# Tareas
a - Responde, a partir del texto sobre los gatos:
(i) ¿En qué número de la calle San Luis estaba la casa?
(ii) ¿Qué sobras de comida se mencionan como raras?
(iii) ¿De qué se alimentaban los gatos?
b - Sigue escribiendo el texto sobre los gatos desde su última oración.

# Texto de estudio
Los gatos de mi casa


*Montaje realizado sobre una foto aportada por Susi Hernández en la página “Peñaranda de Bracamonte, fotos antiguas”


De aquellos días y años que viví en la calle San Luis, diré que nunca faltó un gato en nuestra casa. Todos encontraron su hogar en el número quince de esa calle. Por su interior deambulaban, dormitaban o se lamían el cuerpo en su aseo cotidiano. Como las sobras de nuestras comidas fueran raras, acaso alguna raspa de chicharro o de verdel, encontraban el sustento en los muchos ratones que nos frecuentaban. Diríase un acuerdo tácito: nosotros poníamos la morada y los ratones, los gatos mantenían a raya la constante proliferación de los roedores. A menudo observé a los gatos, recogidos sobre sí mismos, en una tensión taimada, a la espera de su oportunidad cazadora. De este modo, nuestro ecosistema pudo mantener siempre el equilibrio.

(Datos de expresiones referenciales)
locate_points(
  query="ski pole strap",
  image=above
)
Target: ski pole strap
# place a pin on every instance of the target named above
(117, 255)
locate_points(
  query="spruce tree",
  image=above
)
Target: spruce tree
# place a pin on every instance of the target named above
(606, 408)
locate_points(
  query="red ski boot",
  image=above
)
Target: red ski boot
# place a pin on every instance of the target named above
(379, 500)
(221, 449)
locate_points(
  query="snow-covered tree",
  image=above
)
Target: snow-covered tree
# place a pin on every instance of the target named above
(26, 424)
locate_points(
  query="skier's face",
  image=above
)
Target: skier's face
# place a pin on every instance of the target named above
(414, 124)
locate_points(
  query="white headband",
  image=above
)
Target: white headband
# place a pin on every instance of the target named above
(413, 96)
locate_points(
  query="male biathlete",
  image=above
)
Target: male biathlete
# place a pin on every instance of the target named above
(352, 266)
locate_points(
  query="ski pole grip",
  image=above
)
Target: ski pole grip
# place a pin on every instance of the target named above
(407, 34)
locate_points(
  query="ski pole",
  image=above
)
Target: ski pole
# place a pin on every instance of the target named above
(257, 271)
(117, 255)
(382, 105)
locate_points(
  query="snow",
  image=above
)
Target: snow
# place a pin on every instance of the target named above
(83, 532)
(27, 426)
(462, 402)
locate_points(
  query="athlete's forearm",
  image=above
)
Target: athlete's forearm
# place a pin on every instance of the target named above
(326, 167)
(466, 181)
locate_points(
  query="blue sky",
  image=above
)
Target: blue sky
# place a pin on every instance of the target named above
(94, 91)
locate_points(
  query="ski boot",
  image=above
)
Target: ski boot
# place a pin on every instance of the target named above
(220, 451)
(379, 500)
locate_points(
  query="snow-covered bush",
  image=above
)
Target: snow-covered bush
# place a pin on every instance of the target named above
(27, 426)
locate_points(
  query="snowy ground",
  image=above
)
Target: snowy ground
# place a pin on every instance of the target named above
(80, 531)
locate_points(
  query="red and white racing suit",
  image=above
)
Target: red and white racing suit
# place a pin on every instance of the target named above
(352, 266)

# Respuestas por tarea
a -
(i) En el número quince.
(ii) Alguna raspa de chicharro o de verdel.
(iii) De los muchos ratones que frecuentaban la casa.

b -
     Recuerdo a varios de aquellos gatos. Al que más, uno que vivió casi toda mi infancia. Vestía un traje pelirrojo, con vetas oscuras que le recorrían los lomos y la cara. Alguna vez debió ser joven, pero a mí me pareció siempre viejo. Cada cierto tiempo desaparecía; al poco regresaba y se acomodaba a la rutina diaria sin que importara su falta. De una de aquellas excursiones trajo una herida honda y fea que sus continuas abluciones y el tiempo cicatrizaron. Lo que tal vez fuera una pelea nocturna por alguna hembra en celo, le dejó para siempre un costurón que apenas le permitía abrir su ojo derecho. Algunas calvas que por entonces anidaron en su cabeza y esa fea cicatriz le darían ya un aspecto siniestro hasta su muerte.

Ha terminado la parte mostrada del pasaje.